┏━━

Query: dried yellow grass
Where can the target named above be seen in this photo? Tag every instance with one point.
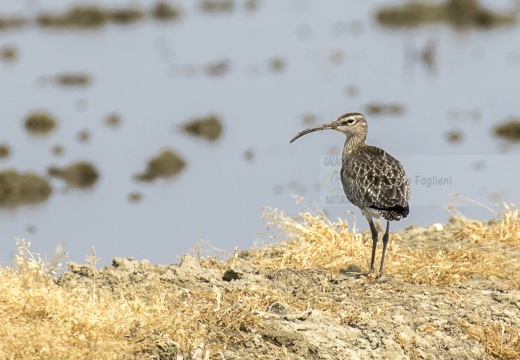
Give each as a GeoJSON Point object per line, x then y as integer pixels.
{"type": "Point", "coordinates": [41, 319]}
{"type": "Point", "coordinates": [501, 341]}
{"type": "Point", "coordinates": [470, 248]}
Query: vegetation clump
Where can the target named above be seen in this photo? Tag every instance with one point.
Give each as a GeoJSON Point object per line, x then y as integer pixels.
{"type": "Point", "coordinates": [209, 128]}
{"type": "Point", "coordinates": [22, 188]}
{"type": "Point", "coordinates": [80, 17]}
{"type": "Point", "coordinates": [8, 53]}
{"type": "Point", "coordinates": [79, 174]}
{"type": "Point", "coordinates": [71, 79]}
{"type": "Point", "coordinates": [166, 164]}
{"type": "Point", "coordinates": [162, 11]}
{"type": "Point", "coordinates": [458, 13]}
{"type": "Point", "coordinates": [215, 6]}
{"type": "Point", "coordinates": [40, 123]}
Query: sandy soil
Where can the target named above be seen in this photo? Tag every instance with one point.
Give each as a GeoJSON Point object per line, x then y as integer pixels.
{"type": "Point", "coordinates": [345, 315]}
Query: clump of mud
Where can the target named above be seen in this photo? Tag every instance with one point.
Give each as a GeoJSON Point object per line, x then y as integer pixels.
{"type": "Point", "coordinates": [83, 136]}
{"type": "Point", "coordinates": [22, 188]}
{"type": "Point", "coordinates": [57, 150]}
{"type": "Point", "coordinates": [5, 151]}
{"type": "Point", "coordinates": [80, 174]}
{"type": "Point", "coordinates": [509, 130]}
{"type": "Point", "coordinates": [376, 108]}
{"type": "Point", "coordinates": [77, 79]}
{"type": "Point", "coordinates": [277, 64]}
{"type": "Point", "coordinates": [209, 128]}
{"type": "Point", "coordinates": [8, 53]}
{"type": "Point", "coordinates": [218, 68]}
{"type": "Point", "coordinates": [40, 123]}
{"type": "Point", "coordinates": [135, 197]}
{"type": "Point", "coordinates": [458, 13]}
{"type": "Point", "coordinates": [76, 17]}
{"type": "Point", "coordinates": [125, 16]}
{"type": "Point", "coordinates": [454, 136]}
{"type": "Point", "coordinates": [216, 6]}
{"type": "Point", "coordinates": [163, 11]}
{"type": "Point", "coordinates": [113, 120]}
{"type": "Point", "coordinates": [165, 165]}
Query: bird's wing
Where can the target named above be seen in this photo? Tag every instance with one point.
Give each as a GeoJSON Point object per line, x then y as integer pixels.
{"type": "Point", "coordinates": [380, 180]}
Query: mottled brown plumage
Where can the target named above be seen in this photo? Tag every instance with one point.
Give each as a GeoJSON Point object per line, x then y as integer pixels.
{"type": "Point", "coordinates": [372, 179]}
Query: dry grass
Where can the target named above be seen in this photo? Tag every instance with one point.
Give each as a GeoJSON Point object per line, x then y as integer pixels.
{"type": "Point", "coordinates": [473, 249]}
{"type": "Point", "coordinates": [43, 320]}
{"type": "Point", "coordinates": [501, 341]}
{"type": "Point", "coordinates": [160, 320]}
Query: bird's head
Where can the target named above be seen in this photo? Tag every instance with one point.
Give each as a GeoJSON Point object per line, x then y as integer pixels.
{"type": "Point", "coordinates": [349, 124]}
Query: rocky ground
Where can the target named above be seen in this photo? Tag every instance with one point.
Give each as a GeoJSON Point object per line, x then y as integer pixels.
{"type": "Point", "coordinates": [321, 314]}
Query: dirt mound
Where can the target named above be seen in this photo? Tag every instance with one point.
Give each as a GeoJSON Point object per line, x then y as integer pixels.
{"type": "Point", "coordinates": [451, 291]}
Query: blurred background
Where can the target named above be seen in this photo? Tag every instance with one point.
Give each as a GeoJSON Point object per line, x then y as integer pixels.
{"type": "Point", "coordinates": [145, 128]}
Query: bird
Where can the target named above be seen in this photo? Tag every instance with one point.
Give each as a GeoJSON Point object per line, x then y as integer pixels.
{"type": "Point", "coordinates": [373, 180]}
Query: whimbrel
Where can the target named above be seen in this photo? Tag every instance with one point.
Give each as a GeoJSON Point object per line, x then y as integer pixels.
{"type": "Point", "coordinates": [372, 179]}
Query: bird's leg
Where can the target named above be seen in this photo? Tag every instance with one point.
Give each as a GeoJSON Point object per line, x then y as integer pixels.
{"type": "Point", "coordinates": [374, 242]}
{"type": "Point", "coordinates": [385, 243]}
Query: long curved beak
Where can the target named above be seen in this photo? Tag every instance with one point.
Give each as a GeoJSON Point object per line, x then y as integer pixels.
{"type": "Point", "coordinates": [312, 129]}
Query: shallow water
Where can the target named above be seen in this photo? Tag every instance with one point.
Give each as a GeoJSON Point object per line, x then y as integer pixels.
{"type": "Point", "coordinates": [329, 58]}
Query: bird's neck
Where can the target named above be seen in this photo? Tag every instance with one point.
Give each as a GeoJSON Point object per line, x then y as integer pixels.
{"type": "Point", "coordinates": [352, 143]}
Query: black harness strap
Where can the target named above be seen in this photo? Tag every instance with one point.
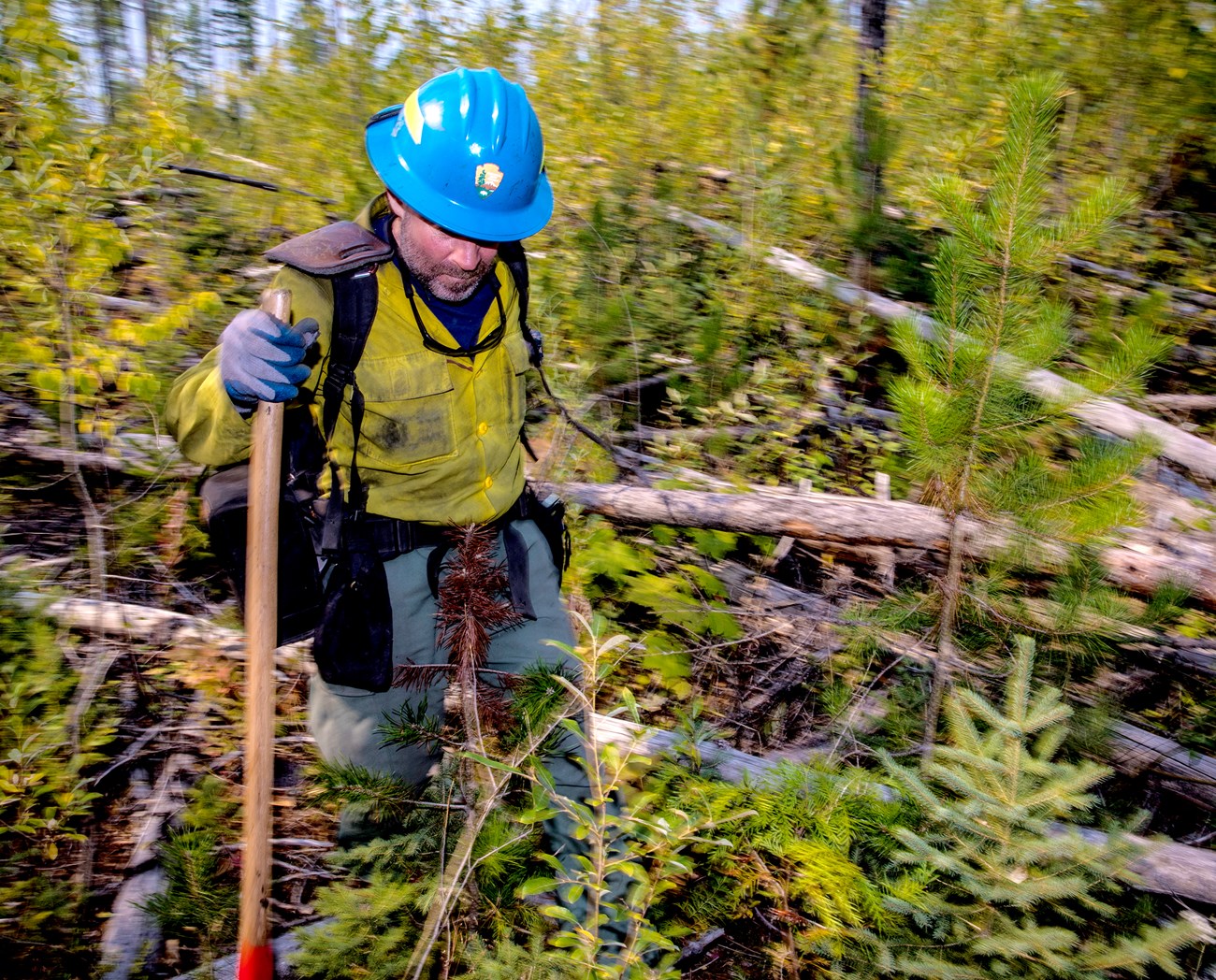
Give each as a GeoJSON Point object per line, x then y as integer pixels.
{"type": "Point", "coordinates": [355, 296]}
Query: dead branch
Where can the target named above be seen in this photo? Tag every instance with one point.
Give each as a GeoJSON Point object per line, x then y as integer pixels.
{"type": "Point", "coordinates": [1103, 415]}
{"type": "Point", "coordinates": [1165, 867]}
{"type": "Point", "coordinates": [262, 185]}
{"type": "Point", "coordinates": [1142, 562]}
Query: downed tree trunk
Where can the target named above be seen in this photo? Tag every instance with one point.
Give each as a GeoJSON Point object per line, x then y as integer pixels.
{"type": "Point", "coordinates": [1142, 563]}
{"type": "Point", "coordinates": [1178, 770]}
{"type": "Point", "coordinates": [1165, 867]}
{"type": "Point", "coordinates": [1105, 415]}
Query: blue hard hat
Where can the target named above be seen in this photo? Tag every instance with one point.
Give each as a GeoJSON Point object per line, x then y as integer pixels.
{"type": "Point", "coordinates": [466, 152]}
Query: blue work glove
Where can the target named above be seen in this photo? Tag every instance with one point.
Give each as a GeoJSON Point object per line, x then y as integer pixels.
{"type": "Point", "coordinates": [262, 359]}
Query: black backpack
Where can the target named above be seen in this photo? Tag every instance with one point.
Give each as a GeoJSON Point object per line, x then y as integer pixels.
{"type": "Point", "coordinates": [351, 257]}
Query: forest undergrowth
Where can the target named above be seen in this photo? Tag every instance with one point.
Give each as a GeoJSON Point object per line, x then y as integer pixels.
{"type": "Point", "coordinates": [929, 733]}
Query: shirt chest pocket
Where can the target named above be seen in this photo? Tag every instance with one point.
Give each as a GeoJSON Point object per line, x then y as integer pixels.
{"type": "Point", "coordinates": [409, 411]}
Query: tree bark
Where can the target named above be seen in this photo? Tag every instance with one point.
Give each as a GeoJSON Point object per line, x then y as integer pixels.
{"type": "Point", "coordinates": [1142, 562]}
{"type": "Point", "coordinates": [1101, 413]}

┗━━

■ **What is required**: Leave the images out and give the rest of the data again exactly.

■ **Result**:
Query: dried yellow grass
Where can the target named above be seen in this photo? Tag every instance with one point.
Give each as a GeoJSON Point object per line, x then y as integer pixels.
{"type": "Point", "coordinates": [41, 319]}
{"type": "Point", "coordinates": [501, 341]}
{"type": "Point", "coordinates": [470, 248]}
Query: vegetation clump
Where can the target named above be seen in this photo? Tag every instance with one point.
Give each as a GeoJSON Point object per line, x then y as integer pixels.
{"type": "Point", "coordinates": [209, 128]}
{"type": "Point", "coordinates": [22, 188]}
{"type": "Point", "coordinates": [80, 17]}
{"type": "Point", "coordinates": [8, 53]}
{"type": "Point", "coordinates": [79, 174]}
{"type": "Point", "coordinates": [71, 79]}
{"type": "Point", "coordinates": [166, 164]}
{"type": "Point", "coordinates": [162, 11]}
{"type": "Point", "coordinates": [458, 13]}
{"type": "Point", "coordinates": [215, 6]}
{"type": "Point", "coordinates": [40, 123]}
Query: sandy soil
Where can the target named above be seen in this photo? Tag every instance with one point.
Give each as a GeoJSON Point object per line, x then y as integer pixels.
{"type": "Point", "coordinates": [345, 315]}
Query: clump of mud
Where can the target named above be seen in this photo? Tag every instance with one point.
Give each as a GeoJSON Point object per line, x then y as integer pixels.
{"type": "Point", "coordinates": [83, 136]}
{"type": "Point", "coordinates": [22, 188]}
{"type": "Point", "coordinates": [57, 150]}
{"type": "Point", "coordinates": [5, 151]}
{"type": "Point", "coordinates": [80, 174]}
{"type": "Point", "coordinates": [509, 130]}
{"type": "Point", "coordinates": [376, 108]}
{"type": "Point", "coordinates": [77, 79]}
{"type": "Point", "coordinates": [277, 64]}
{"type": "Point", "coordinates": [209, 128]}
{"type": "Point", "coordinates": [8, 53]}
{"type": "Point", "coordinates": [218, 68]}
{"type": "Point", "coordinates": [40, 123]}
{"type": "Point", "coordinates": [135, 197]}
{"type": "Point", "coordinates": [458, 13]}
{"type": "Point", "coordinates": [76, 17]}
{"type": "Point", "coordinates": [125, 16]}
{"type": "Point", "coordinates": [454, 136]}
{"type": "Point", "coordinates": [216, 6]}
{"type": "Point", "coordinates": [163, 11]}
{"type": "Point", "coordinates": [113, 120]}
{"type": "Point", "coordinates": [165, 165]}
Query: bird's wing
Where can the target named above be seen in this photo? Tag every instance with one point.
Give each as a GeoJSON Point object per line, x then y as integer pixels.
{"type": "Point", "coordinates": [380, 180]}
Query: mottled brown plumage
Where can the target named above be seen in this photo? Tag every instance with one point.
Give each as a GeoJSON Point object per line, x then y as integer pixels.
{"type": "Point", "coordinates": [372, 179]}
Query: dry grass
Where can the target named above be seen in this photo? Tag every instance with one point.
Give each as a GeoJSON Point object per line, x then y as integer pixels.
{"type": "Point", "coordinates": [473, 249]}
{"type": "Point", "coordinates": [43, 320]}
{"type": "Point", "coordinates": [501, 341]}
{"type": "Point", "coordinates": [160, 320]}
Query: bird's head
Where can the target named above be seen in this photo? Tag every instance with one point.
Give each as a GeoJSON Point object per line, x then y as integer pixels.
{"type": "Point", "coordinates": [349, 124]}
Query: rocky ground
Where can the target named above be seen in this photo? Tag every instance with one point.
Give each as a GeoJSON Point object per line, x then y as integer pixels.
{"type": "Point", "coordinates": [321, 314]}
Query: dirt mound
Where can the target named above be seen in this photo? Tag every instance with one point.
Give each as a GeoJSON Point object per line, x then y as integer pixels.
{"type": "Point", "coordinates": [451, 291]}
Query: blurred background
Where can the target named above be seen in this photo? Tag every instance with one point.
Give each as a GeoJSON Point object per line, x then y as integer pixels.
{"type": "Point", "coordinates": [145, 128]}
Query: bird
Where can the target named above be seen in this photo? Tag every instance with one point.
Give each as a GeoJSON Point object per line, x then y as integer pixels.
{"type": "Point", "coordinates": [373, 180]}
Query: whimbrel
Where can the target named above be seen in this photo? Tag every instance with one point.
Give each as a GeoJSON Point object per line, x then y as integer pixels.
{"type": "Point", "coordinates": [372, 179]}
Query: bird's leg
Where can the target named above be seen in this photo? Tag every instance with one point.
Give each as a GeoJSON Point object per line, x then y as integer pixels.
{"type": "Point", "coordinates": [374, 242]}
{"type": "Point", "coordinates": [385, 243]}
Query: long curved beak
Where can the target named above be seen in this photo? Tag every instance with one point.
Give each as a GeoJSON Point object per line, x then y as integer pixels.
{"type": "Point", "coordinates": [312, 129]}
Query: shallow water
Where can the target named above be seen in this photo? Tag every instance with one point.
Give each as a GeoJSON Point object per line, x then y as integer pixels.
{"type": "Point", "coordinates": [329, 58]}
Query: bird's neck
Where can the target named above be seen in this photo? Tag every instance with one point.
Give each as a GeoJSON Point object per line, x then y as integer pixels.
{"type": "Point", "coordinates": [352, 143]}
Query: black harness strap
Where can the target named above be seen in this photo? Tag every instance with one point.
Give each as a GeoJSON Point object per line, x then y as integer pixels.
{"type": "Point", "coordinates": [355, 296]}
Query: dead branch
Where can the target named above be seen in this photo? Tag every instance with one point.
Give each as a GeoJSON Point object per line, x then y as integer pixels.
{"type": "Point", "coordinates": [1103, 415]}
{"type": "Point", "coordinates": [1165, 867]}
{"type": "Point", "coordinates": [262, 185]}
{"type": "Point", "coordinates": [1142, 562]}
Query: downed tree trunk
Where can the target named above be seen in this photo? Tag every instance with one point.
Give each as a GeoJSON Point object per line, x then y as integer pixels.
{"type": "Point", "coordinates": [1142, 563]}
{"type": "Point", "coordinates": [1178, 770]}
{"type": "Point", "coordinates": [1165, 867]}
{"type": "Point", "coordinates": [1105, 415]}
Query: blue hard hat
Where can the target named above be seen in this photo? Tag every instance with one point.
Give each as a GeoJSON Point object per line, x then y as integer pixels.
{"type": "Point", "coordinates": [466, 152]}
Query: blue work glove
Where can the target named above be seen in this photo? Tag every instance with one point.
Give each as a GeoJSON Point object per line, x then y as integer pixels.
{"type": "Point", "coordinates": [262, 359]}
Query: black backpack
Where can the target named above be seen in this photo? Tag every instance with one point.
Give each as a GeoJSON Point object per line, x then y as integer pixels.
{"type": "Point", "coordinates": [351, 257]}
Query: forest undergrowth
Where can the target named above be seen in this photo? Tag every instance with one point.
Give each as a GeoJSON Point object per line, x then y as integer pixels.
{"type": "Point", "coordinates": [929, 733]}
Query: shirt chest pocket
Where can the target named above be seen in this photo? Tag every instance with one point.
Give each as a GeoJSON Point object per line, x then y as integer pixels.
{"type": "Point", "coordinates": [409, 411]}
Query: tree bark
Where can the target named above be seen in this photo? Tag every instance with one point.
Give each as a GeoJSON Point object per line, x then y as integer pixels.
{"type": "Point", "coordinates": [1142, 562]}
{"type": "Point", "coordinates": [1101, 413]}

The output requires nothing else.